Copy each line below that includes "dress".

%%

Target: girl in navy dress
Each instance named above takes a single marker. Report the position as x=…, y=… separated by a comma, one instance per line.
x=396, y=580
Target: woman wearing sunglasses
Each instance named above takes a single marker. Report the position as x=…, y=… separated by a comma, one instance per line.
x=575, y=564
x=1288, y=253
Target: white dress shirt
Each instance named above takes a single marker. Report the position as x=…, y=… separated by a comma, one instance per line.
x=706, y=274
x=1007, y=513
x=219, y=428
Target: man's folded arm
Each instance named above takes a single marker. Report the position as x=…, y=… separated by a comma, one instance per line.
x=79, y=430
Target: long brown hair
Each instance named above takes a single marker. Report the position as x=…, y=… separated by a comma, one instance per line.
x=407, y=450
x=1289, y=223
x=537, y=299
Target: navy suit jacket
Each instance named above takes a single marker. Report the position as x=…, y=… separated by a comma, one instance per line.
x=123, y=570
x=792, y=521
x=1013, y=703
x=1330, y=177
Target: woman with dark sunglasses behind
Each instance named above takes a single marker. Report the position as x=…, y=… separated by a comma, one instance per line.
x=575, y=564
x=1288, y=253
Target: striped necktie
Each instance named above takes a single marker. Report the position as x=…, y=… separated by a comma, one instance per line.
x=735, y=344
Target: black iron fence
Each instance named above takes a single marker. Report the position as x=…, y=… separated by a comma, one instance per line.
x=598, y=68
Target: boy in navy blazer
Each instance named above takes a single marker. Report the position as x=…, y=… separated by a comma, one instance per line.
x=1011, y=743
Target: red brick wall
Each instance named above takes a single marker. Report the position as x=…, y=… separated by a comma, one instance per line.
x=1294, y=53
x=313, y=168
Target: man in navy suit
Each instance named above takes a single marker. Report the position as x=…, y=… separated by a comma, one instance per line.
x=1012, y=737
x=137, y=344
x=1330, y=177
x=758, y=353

%%

Result:
Target: girl in navy dress
Target: white dress shirt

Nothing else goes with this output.